What to produce:
Omit every picture, then return each line of the data below exactly.

Excerpted records:

────────────────────

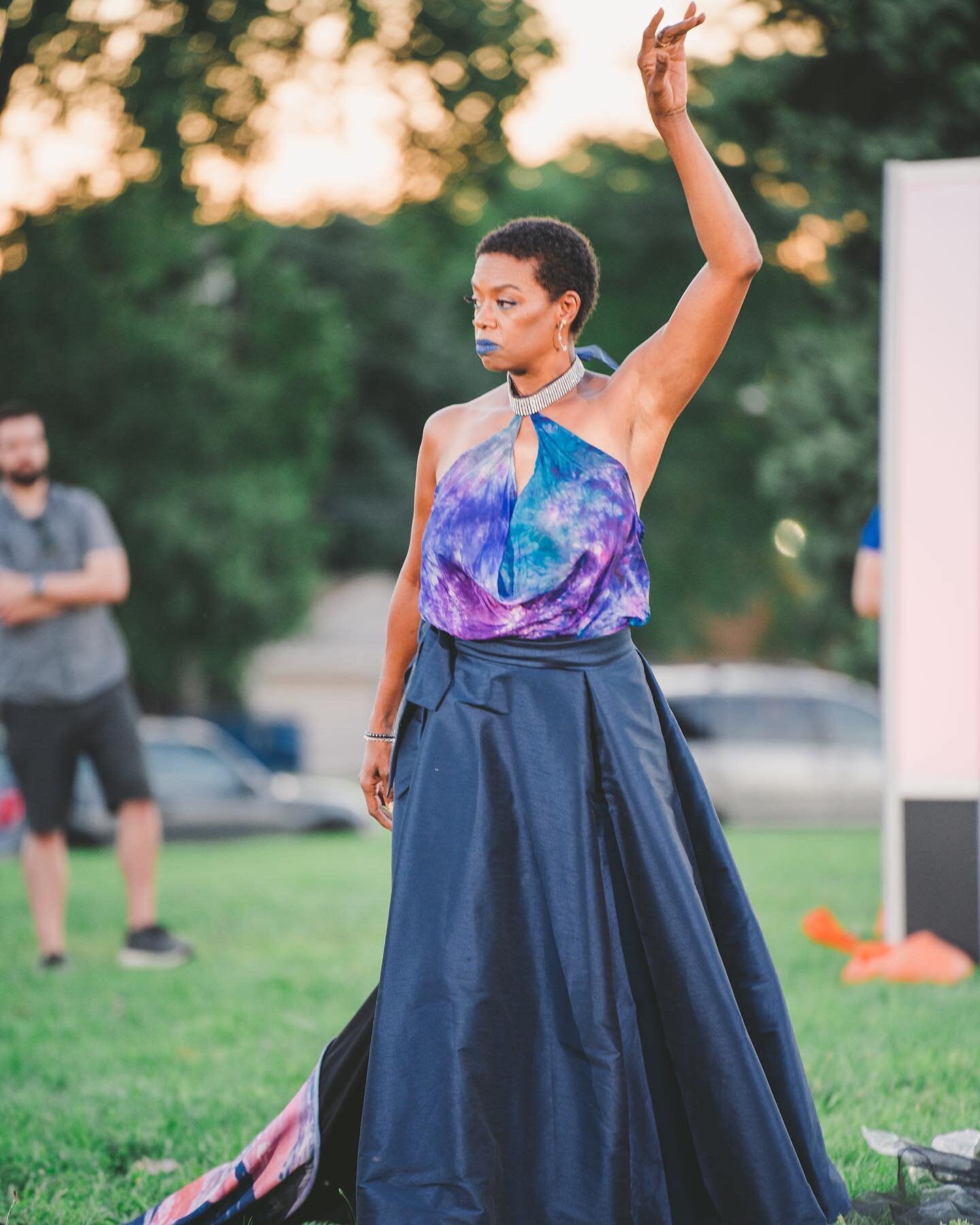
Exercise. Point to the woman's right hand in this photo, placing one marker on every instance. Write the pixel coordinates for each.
(374, 781)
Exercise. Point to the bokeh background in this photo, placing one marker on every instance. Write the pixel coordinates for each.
(237, 234)
(234, 243)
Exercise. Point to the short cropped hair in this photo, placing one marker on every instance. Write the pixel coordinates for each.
(14, 408)
(563, 255)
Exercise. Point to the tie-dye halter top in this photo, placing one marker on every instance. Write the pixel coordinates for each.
(560, 559)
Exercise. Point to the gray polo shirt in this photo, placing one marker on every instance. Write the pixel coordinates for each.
(80, 652)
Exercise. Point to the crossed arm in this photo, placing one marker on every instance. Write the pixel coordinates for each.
(104, 578)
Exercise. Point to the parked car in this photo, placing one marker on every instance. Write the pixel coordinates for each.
(208, 785)
(781, 744)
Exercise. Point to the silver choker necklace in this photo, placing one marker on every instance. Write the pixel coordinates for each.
(523, 406)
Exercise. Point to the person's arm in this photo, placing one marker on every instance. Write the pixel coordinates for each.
(661, 375)
(865, 585)
(402, 627)
(103, 578)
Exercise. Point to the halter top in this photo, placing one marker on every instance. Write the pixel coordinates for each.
(560, 559)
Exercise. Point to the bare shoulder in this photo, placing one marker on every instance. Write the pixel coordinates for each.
(451, 430)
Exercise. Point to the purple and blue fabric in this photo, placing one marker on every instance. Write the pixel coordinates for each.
(563, 557)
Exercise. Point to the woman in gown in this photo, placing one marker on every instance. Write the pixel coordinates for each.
(577, 1019)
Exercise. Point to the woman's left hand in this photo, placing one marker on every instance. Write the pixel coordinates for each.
(662, 64)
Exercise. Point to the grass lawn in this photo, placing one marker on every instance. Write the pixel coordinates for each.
(101, 1067)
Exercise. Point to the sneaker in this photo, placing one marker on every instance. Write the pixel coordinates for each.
(52, 962)
(153, 946)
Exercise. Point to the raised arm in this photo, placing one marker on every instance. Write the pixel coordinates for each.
(402, 626)
(663, 373)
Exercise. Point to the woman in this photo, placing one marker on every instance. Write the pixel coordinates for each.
(577, 1018)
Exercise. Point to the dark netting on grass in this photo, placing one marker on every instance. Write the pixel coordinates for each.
(936, 1183)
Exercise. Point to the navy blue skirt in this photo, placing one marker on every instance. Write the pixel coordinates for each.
(577, 1021)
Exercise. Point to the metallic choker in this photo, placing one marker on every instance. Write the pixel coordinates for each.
(523, 406)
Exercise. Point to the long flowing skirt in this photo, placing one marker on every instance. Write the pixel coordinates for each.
(577, 1019)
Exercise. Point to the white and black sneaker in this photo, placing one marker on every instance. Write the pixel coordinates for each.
(52, 962)
(153, 947)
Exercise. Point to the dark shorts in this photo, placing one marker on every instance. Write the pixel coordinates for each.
(46, 740)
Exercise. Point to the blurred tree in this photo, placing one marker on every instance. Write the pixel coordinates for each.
(813, 133)
(189, 376)
(202, 93)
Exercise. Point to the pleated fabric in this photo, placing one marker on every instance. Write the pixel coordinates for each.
(577, 1022)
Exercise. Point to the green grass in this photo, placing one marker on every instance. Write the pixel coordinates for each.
(101, 1067)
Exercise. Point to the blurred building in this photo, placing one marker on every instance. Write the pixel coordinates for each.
(325, 679)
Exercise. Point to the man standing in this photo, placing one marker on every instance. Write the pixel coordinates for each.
(65, 690)
(865, 586)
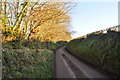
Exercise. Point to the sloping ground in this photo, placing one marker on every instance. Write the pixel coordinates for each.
(102, 50)
(28, 63)
(29, 59)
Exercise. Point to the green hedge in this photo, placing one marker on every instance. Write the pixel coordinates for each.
(102, 50)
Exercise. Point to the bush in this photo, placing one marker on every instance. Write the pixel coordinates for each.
(102, 50)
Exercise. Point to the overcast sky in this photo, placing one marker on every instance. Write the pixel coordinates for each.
(88, 17)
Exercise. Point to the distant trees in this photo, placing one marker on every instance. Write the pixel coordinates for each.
(46, 21)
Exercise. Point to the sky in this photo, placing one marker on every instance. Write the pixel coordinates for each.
(88, 17)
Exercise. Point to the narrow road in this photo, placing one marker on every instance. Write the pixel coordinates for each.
(67, 66)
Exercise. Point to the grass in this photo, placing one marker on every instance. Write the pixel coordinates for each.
(29, 59)
(28, 63)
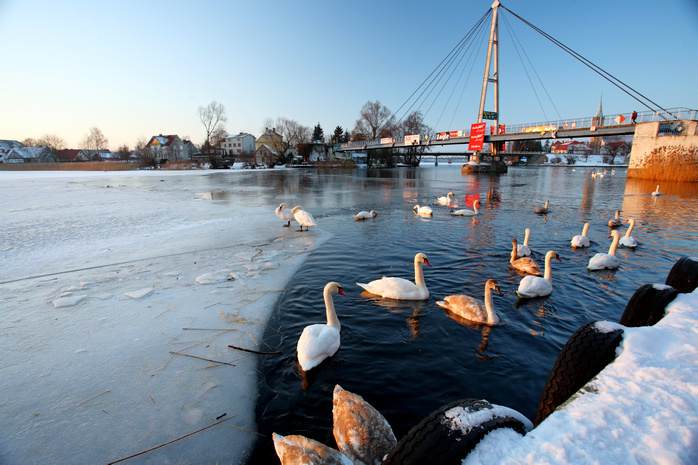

────────────────────

Answer below:
Exercise. Point to the woman's right hand in this photo, placing one marker on every instance. Write the pixel coordinates for each.
(374, 781)
Exercise. Point to the bokeh background in this photo, placing one marker on every instance. Write the pixel coordinates for each.
(237, 234)
(234, 243)
Exercise. Point to the short cropped hair in this photo, placing one marker on every instance. Write the pixel coordinates for each.
(14, 408)
(563, 255)
Exercise. Point to the tie-dye halter top in this photo, placing one marker on every instance. Write the pixel coordinates for each.
(560, 559)
Exercise. Point to the gray polo shirt in this photo, placing one marker on every instance. Write the pixel coordinates for each.
(80, 652)
Exercise. Point to the crossed arm in this photo, placing one marker on every instance. Write the pixel coordinates for each.
(104, 578)
Exercise. Point to the parked car in this photo, placing one marker on every instance. Write the pixel coordinates for each.
(208, 785)
(781, 744)
Exercise. Point to the silver choker necklace in this photo, placing one marker on every instance. Write the pixel coordinates for each.
(523, 406)
Exercise. Point to the person's arm in this photo, placing one marker on every instance. Write the pixel coordinates for each.
(661, 375)
(865, 585)
(402, 627)
(103, 578)
Exercise. Point to the halter top in this photo, placing one marker on every instance. Write the pixel coordinates for each.
(560, 559)
Exercise. Point to the bare shoulder in this photo, placing one marker on every instance. Write the pixel coordinates for each.
(451, 430)
Exercise. Point to the purple and blue fabric in this photo, placing one marker on every instance. Write the pixel coordinates for each.
(563, 557)
Exercise. Point to the woman in gown in this photo, placing one marker on every instance. Write the pixel coordinates for each.
(577, 1019)
Exercise. Point to the woman's left hand in this photo, placing one marker on every instance. Write the pixel coordinates for each.
(662, 64)
Exercise. Point to the grass lawn in this photo, placing one marker on every instance. Write the pixel coordinates for each.
(101, 1067)
Exercise. Point to the sneaker in this photo, placing one marker on every instance. Write the pixel coordinates for each.
(52, 962)
(153, 946)
Exercise. Point to the raised arm in this photo, placing one marker on every instance. Write the pixel coordinates for each.
(402, 626)
(663, 373)
Exercise. Point to the woman in this photo, placing one marker on every instance. Write the pixel coordinates for each.
(577, 1018)
Exercise. Point to the dark netting on grass in this photo, placing one marker on every instance. Write the pixel coordinates for each.
(936, 1183)
Exercise. Point to the navy blue skirt in this photo, placing one marker on every instance. Write the pixel coordinates for each.
(577, 1021)
Exercise. Point to the metallic choker in this photo, placing one marker on every instance. Write the pixel coordinates for each.
(523, 406)
Exercise. Point to the long flowing skirt in this photo, placing one marker on every instance. Write the pixel coordinates for each.
(577, 1019)
Exercise. Point to the white and black sneaker in this photo, placing one marker on every instance. Write the pixel coordinates for each.
(52, 962)
(153, 947)
Exercise. Point to the dark shorts in this photo, placing one marker on every instance. Write the pixel coordinates for each.
(46, 740)
Exercise. Point to the blurred tree in this photo, placing one marker on every instance. Write the pixel coordinates for each.
(813, 133)
(189, 376)
(202, 93)
Exercise. Point to the pleated fabric in this photo, placing one marker on every instance. Write the pixel coordinates for each.
(577, 1022)
Exercise. Point to the green grass in this photo, placing one marker on every instance. Write the pixel coordinates for each.
(101, 1067)
Exercise. Point to the blurred building in this photo, placing one marker on every instance. Write the pixel coordinates for each.
(325, 679)
Exercise. Point to the man standing in this photo, placing one marker on every instance. Write the pixel coordinates for each.
(65, 690)
(865, 586)
Exercise. Point to the sloping ground in this photo, placing one marker on every instance. Write the pixel coordinates for each.
(102, 50)
(28, 63)
(29, 59)
Exercise. Point to the green hedge in this photo, placing one marker on every instance. Write the pixel coordinates for each.
(102, 50)
Exercise. Point to the bush in this photo, placing one marker on every instance. Write the pixel coordinates for each.
(102, 50)
Exercise. Point to the overcast sky in this photo, placing one marker on every instance. Write the pixel coordinates for each.
(88, 17)
Exercise. Point to the distant trees in this photo, placing one marker on every instance. Write the pixel coordinates for each.
(46, 21)
Exercise. Point to the sky in this photo, placing one marker on every instance. Write the pixel coordinates for each.
(88, 17)
Exercise. Point to the narrow road in this photo, placing one marker on every instance. Write the pixel coordinates for each.
(67, 66)
Exercise. Point to the grass in this photo, placing one marker on every instance. Write the pixel coordinates for each.
(29, 59)
(28, 63)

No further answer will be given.